Problem
Go through the material underneath and show every line where the string "hair" occurs.

===== Data supplied

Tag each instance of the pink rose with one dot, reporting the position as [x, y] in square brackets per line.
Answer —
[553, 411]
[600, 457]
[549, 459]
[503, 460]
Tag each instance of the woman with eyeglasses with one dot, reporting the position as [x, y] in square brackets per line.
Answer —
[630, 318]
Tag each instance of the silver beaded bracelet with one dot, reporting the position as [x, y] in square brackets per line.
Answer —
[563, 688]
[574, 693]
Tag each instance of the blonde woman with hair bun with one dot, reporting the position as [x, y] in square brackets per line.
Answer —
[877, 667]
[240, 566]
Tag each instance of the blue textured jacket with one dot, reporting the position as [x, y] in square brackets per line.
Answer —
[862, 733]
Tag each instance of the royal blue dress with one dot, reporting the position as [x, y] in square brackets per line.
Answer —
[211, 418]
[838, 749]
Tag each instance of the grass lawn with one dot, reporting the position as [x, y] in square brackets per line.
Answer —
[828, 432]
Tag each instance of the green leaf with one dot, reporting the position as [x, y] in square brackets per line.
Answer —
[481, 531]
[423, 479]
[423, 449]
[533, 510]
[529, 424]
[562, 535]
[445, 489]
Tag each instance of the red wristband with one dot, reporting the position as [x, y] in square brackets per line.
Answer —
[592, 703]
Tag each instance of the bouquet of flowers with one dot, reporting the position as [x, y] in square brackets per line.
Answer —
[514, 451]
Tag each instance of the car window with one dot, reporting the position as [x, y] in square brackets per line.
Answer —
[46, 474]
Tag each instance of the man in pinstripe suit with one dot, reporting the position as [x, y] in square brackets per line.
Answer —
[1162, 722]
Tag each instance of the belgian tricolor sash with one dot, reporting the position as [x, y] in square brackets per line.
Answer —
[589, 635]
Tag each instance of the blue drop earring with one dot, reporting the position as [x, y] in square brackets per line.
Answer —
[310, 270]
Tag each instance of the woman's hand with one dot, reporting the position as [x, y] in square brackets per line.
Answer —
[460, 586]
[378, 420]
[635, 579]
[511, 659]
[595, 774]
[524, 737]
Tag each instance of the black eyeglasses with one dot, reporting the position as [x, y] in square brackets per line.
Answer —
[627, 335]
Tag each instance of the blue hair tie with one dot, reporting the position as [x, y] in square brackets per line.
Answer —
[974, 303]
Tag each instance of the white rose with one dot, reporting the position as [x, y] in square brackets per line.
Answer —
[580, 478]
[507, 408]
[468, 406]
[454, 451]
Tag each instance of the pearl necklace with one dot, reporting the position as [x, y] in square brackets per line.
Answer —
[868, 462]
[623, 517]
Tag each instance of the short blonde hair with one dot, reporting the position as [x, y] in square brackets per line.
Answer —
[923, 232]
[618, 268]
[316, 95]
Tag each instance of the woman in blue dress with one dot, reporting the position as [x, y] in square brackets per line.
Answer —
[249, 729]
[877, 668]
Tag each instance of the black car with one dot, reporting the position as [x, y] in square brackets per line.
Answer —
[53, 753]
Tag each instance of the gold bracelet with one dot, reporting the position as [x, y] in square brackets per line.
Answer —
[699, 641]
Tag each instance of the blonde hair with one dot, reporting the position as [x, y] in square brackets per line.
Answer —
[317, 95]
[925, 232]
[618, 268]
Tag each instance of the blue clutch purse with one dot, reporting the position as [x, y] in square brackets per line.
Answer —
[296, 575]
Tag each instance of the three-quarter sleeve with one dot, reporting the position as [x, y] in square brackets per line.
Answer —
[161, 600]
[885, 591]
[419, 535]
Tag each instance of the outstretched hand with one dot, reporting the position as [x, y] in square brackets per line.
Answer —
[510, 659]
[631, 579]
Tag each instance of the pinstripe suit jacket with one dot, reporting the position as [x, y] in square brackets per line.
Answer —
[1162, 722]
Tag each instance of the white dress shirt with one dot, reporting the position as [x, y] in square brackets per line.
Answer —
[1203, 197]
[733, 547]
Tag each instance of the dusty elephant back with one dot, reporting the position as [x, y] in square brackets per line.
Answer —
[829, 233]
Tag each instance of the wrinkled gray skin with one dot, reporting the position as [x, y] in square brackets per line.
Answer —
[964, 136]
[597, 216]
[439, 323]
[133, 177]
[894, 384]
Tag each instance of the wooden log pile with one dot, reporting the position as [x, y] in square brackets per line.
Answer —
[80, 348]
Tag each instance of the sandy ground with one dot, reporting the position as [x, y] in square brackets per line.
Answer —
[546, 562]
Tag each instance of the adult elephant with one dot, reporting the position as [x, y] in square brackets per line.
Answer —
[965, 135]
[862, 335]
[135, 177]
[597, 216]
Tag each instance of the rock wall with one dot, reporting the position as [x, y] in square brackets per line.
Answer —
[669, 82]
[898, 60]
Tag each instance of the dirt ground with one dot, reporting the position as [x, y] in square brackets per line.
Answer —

==========

Your solution
Tag each instance of the blonde woman with hair bun with one dot, reporting the position as [x, y] in square brackets per line.
Tag each instance of the blue hair tie with one dot, reporting the position as [x, y] in square brackets per line.
Tag each instance of the short blonde hair with one dot, reporting the position as [x, y] in square brackets per line.
Tag each instance of the blonde hair with one dot, reporting the position as [x, y] in square brackets per line.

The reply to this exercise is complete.